## What the exercise asks
Turn the lines below into a Markdown table with two columns, Row and Line, numbering each row in order and omitting any blank lines.

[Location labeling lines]
************

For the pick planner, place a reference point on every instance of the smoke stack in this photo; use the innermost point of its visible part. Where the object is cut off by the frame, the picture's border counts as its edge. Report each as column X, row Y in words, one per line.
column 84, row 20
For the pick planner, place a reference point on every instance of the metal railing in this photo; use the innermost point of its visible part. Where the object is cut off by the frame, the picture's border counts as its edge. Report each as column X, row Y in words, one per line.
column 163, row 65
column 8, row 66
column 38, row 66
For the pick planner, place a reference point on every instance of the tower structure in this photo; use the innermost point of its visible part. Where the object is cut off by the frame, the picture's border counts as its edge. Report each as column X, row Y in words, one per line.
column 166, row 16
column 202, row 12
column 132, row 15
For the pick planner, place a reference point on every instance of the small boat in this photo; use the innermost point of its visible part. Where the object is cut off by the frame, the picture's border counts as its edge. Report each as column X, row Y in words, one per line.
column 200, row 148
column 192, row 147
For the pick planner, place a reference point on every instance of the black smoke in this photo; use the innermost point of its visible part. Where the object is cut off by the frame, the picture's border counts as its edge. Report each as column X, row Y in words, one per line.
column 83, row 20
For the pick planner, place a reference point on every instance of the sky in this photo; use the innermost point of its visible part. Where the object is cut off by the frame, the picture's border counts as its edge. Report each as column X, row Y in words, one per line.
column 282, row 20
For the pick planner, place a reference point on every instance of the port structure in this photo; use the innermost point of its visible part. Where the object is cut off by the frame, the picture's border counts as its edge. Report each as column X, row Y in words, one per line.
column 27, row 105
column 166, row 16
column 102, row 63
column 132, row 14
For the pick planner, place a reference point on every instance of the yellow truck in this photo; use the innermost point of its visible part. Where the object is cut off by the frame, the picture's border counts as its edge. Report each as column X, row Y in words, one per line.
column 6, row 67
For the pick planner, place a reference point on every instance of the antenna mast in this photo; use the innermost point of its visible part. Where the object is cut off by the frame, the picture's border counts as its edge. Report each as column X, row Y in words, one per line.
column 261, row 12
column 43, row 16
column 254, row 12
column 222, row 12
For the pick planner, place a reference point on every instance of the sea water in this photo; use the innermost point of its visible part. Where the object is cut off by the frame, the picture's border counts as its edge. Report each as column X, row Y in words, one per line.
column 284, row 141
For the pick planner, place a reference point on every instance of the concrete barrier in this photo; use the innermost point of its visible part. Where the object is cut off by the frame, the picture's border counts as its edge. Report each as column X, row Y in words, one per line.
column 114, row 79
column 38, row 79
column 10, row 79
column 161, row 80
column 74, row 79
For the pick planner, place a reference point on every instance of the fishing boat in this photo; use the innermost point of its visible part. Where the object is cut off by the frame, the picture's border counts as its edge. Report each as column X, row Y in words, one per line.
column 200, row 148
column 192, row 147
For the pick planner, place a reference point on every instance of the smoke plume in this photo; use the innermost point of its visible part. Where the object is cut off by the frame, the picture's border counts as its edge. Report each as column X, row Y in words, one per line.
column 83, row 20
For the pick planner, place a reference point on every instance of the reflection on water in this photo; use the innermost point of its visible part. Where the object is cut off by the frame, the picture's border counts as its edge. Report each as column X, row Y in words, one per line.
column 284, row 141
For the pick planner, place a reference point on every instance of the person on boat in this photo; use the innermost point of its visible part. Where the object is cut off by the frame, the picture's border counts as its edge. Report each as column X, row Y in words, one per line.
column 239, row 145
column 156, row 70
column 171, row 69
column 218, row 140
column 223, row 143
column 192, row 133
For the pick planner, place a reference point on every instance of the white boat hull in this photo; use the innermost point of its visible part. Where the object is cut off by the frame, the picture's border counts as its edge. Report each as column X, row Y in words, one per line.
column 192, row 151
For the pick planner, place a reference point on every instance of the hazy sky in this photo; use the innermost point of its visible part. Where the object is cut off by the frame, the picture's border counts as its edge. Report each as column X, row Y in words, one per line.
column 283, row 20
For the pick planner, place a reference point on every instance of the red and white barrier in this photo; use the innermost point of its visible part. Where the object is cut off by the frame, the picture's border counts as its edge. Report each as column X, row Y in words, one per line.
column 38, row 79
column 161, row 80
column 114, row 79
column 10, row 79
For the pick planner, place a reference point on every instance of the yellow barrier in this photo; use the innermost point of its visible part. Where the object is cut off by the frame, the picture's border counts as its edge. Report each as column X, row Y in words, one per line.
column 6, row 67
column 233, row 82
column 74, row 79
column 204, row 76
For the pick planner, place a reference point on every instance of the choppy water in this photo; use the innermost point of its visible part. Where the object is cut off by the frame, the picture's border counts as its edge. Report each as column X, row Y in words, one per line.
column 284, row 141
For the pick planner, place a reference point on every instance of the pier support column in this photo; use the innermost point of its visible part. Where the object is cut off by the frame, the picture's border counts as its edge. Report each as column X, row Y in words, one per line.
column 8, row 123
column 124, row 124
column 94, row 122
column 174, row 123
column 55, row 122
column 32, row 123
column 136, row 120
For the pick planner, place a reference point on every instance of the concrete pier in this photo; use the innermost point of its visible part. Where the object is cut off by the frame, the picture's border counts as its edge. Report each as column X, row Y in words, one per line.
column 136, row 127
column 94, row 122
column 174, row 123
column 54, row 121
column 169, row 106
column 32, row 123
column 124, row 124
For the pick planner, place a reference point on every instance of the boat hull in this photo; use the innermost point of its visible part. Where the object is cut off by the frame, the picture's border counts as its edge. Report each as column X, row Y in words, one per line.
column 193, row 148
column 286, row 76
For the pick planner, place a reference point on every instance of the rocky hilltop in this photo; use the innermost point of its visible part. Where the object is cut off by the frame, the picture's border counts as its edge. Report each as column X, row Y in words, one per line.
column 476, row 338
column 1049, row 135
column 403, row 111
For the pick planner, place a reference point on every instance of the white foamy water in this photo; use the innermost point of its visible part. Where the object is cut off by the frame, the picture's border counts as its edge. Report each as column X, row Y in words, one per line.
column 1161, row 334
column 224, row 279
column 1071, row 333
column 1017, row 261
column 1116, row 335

************

## Output of the task
| Row | Line |
|---|---|
| 1 | For the pick planner, place a reference point on every instance of the smoke stack in this photo; use the innermost point of its visible part. Where the object is cut off by the frame, the picture's border counts as its edge. Report each as column X, row Y in words, one per line. |
| 2 | column 84, row 20 |
| 3 | For the pick planner, place a reference point on every instance of the metal railing in this photo; use the innermost point of its visible part. Where the object is cut off by the frame, the picture's border counts as its edge. Report each as column X, row Y in words, one per line. |
| 4 | column 163, row 65 |
| 5 | column 8, row 66 |
| 6 | column 38, row 66 |
| 7 | For the pick planner, place a reference point on every instance of the tower structure in this photo; use the innermost point of its visible part. Where the object is cut off by the frame, the picture's border counts as its edge. Report each as column X, row Y in words, one per line. |
| 8 | column 166, row 16 |
| 9 | column 202, row 12 |
| 10 | column 132, row 15 |
| 11 | For the pick planner, place a reference point on every instance of the small boat in this photo; use the innermost point of its visible part. Where the object is cut off by the frame, the picture's border counts as its edge. Report each as column X, row Y in words, one per line. |
| 12 | column 200, row 148 |
| 13 | column 192, row 147 |
| 14 | For the pick planner, place a reference point on every instance of the black smoke in this photo; use the innermost point of its visible part. Where the object is cut off by the frame, the picture's border counts as its edge. Report each as column X, row Y in words, one per line. |
| 15 | column 83, row 20 |
| 16 | For the pick planner, place a reference point on every instance of the sky in this photo; use the innermost point of its visible part. Where the object is cut off by the frame, the picture's border counts as its edge. Report each as column X, row Y in words, one per line. |
| 17 | column 282, row 20 |
| 18 | For the pick planner, place a reference point on every instance of the port structure in this photo; use the innermost point of its visible part. Where the object is cut off by the frame, the picture's border counts as its edge. Report each as column X, row Y in words, one per line. |
| 19 | column 27, row 105 |
| 20 | column 166, row 16 |
| 21 | column 102, row 63 |
| 22 | column 132, row 14 |
| 23 | For the pick planner, place a reference point on every instance of the yellow truck in this photo; use the innermost point of its visible part. Where the object is cut off by the frame, the picture's border counts as its edge. Report each as column X, row Y in words, one per line. |
| 24 | column 6, row 67 |
| 25 | For the pick planner, place a reference point on every instance of the antenna mast in this photo; use the innermost point of its visible part. Where the object is cut off by the frame, the picture's border counts as its edge. Report each as column X, row Y in words, one per line. |
| 26 | column 261, row 12 |
| 27 | column 43, row 16 |
| 28 | column 254, row 12 |
| 29 | column 222, row 12 |
| 30 | For the pick planner, place a reference point on every instance of the sea water in this photo; use the innermost point of its visible part. Where the object is cut off by the frame, the picture's border counts as its edge. Report each as column X, row Y in words, one per line. |
| 31 | column 284, row 141 |
| 32 | For the pick planner, place a reference point on every instance of the concrete barrier in this photo; use the innermost point of its visible part. Where the object is cut off by the frame, the picture's border counts as its edge. Report each as column X, row Y in words, one per line. |
| 33 | column 114, row 79 |
| 34 | column 38, row 79 |
| 35 | column 10, row 79 |
| 36 | column 161, row 80 |
| 37 | column 74, row 79 |
| 38 | For the pick planner, place a reference point on every instance of the fishing boat in this photo; use the innermost point of its visible part. Where the object is cut off by the frame, the picture's border counts as its edge. Report each as column X, row Y in words, one per line. |
| 39 | column 200, row 148 |
| 40 | column 192, row 147 |
| 41 | For the pick planner, place a reference point on every instance of the smoke plume in this photo; use the innermost point of its visible part. Where the object is cut off by the frame, the picture's border counts as its edge. Report each as column X, row Y in words, one per line. |
| 42 | column 83, row 20 |
| 43 | For the pick planner, place a reference point on every instance of the reflection on water in this photo; use the innermost point of its visible part. Where the object is cut off by the frame, the picture's border counts as its edge. Report each as column X, row Y in words, one per line. |
| 44 | column 284, row 141 |
| 45 | For the pick planner, place a reference point on every instance of the person on boat in this photo; use the innermost point of its visible part. Where the object is cut off by the frame, the picture's border counts as its edge. Report each as column X, row Y in words, one per line. |
| 46 | column 239, row 145 |
| 47 | column 156, row 70 |
| 48 | column 171, row 69 |
| 49 | column 218, row 140 |
| 50 | column 223, row 143 |
| 51 | column 192, row 133 |
| 52 | For the pick planner, place a reference point on every instance of the white boat hull in this photo; use the innermost point of its visible part. Where the object is cut off by the frame, the picture's border counts as its edge. Report each as column X, row Y in words, one per line. |
| 53 | column 192, row 151 |
| 54 | For the pick planner, place a reference point on every instance of the hazy sky in this photo; use the innermost point of its visible part. Where the object is cut off by the frame, the picture's border counts as its edge. Report each as column X, row Y in words, one per line. |
| 55 | column 283, row 20 |
| 56 | For the pick planner, place a reference point on every instance of the red and white barrier in this photo; use the innermost point of its visible part. Where the object is cut off by the frame, the picture's border counts as its edge. Report each as column X, row Y in words, one per line. |
| 57 | column 38, row 79 |
| 58 | column 161, row 80 |
| 59 | column 114, row 79 |
| 60 | column 10, row 79 |
| 61 | For the pick planner, place a reference point on every instance of the yellow barrier in this photo; use the innermost point of its visible part. Where the object is cut off by the frame, the picture's border counts as its edge. Report each as column X, row Y in words, one per line. |
| 62 | column 6, row 67 |
| 63 | column 233, row 82 |
| 64 | column 74, row 79 |
| 65 | column 204, row 76 |
| 66 | For the pick planner, place a reference point on every instance of the choppy water in this photo; use the innermost point of its visible part. Where the object is cut off by the frame, the picture's border counts as its edge. Report each as column X, row Y in words, one per line. |
| 67 | column 284, row 141 |
| 68 | For the pick planner, place a reference point on every instance of the pier support column in this photo; use the innermost point of its visible part. Where the object is cut off by the frame, the picture's border counts as its edge. Report each as column X, row Y in words, one per line. |
| 69 | column 8, row 123 |
| 70 | column 124, row 124 |
| 71 | column 94, row 122 |
| 72 | column 174, row 123 |
| 73 | column 55, row 122 |
| 74 | column 32, row 123 |
| 75 | column 136, row 120 |
| 76 | For the pick planner, place a reference point on every instance of the concrete pier in this photo; use the innermost point of its visible part. Where the object is cut off by the frame, the picture's border counts as its edge. Report each as column X, row Y in words, one per line. |
| 77 | column 136, row 127 |
| 78 | column 94, row 122 |
| 79 | column 174, row 123 |
| 80 | column 54, row 121 |
| 81 | column 169, row 106 |
| 82 | column 32, row 123 |
| 83 | column 124, row 124 |
| 84 | For the pick planner, place a reference point on every instance of the boat hull in this photo; use the innermost point of its visible part. Where the object is cut off by the frame, the picture's border counts as its edge. Report each as column X, row Y in words, one per line. |
| 85 | column 193, row 148 |
| 86 | column 286, row 76 |
| 87 | For the pick planner, place a reference point on every instance of the rocky hilltop in this photo; use the innermost point of its visible part. Where the object is cut off by the frame, the picture's border counts as its edge. Report each as column X, row Y in words, one per line. |
| 88 | column 476, row 338 |
| 89 | column 1049, row 135 |
| 90 | column 403, row 111 |
| 91 | For the pick planner, place a reference point on every instance of the white foamy water in this photo; use the innermost point of its visible part. Where the object is cut off by the frame, the picture's border counts as its edge. Report each as column X, row Y in words, one per line. |
| 92 | column 1161, row 334 |
| 93 | column 224, row 279 |
| 94 | column 1071, row 333 |
| 95 | column 1017, row 261 |
| 96 | column 1116, row 335 |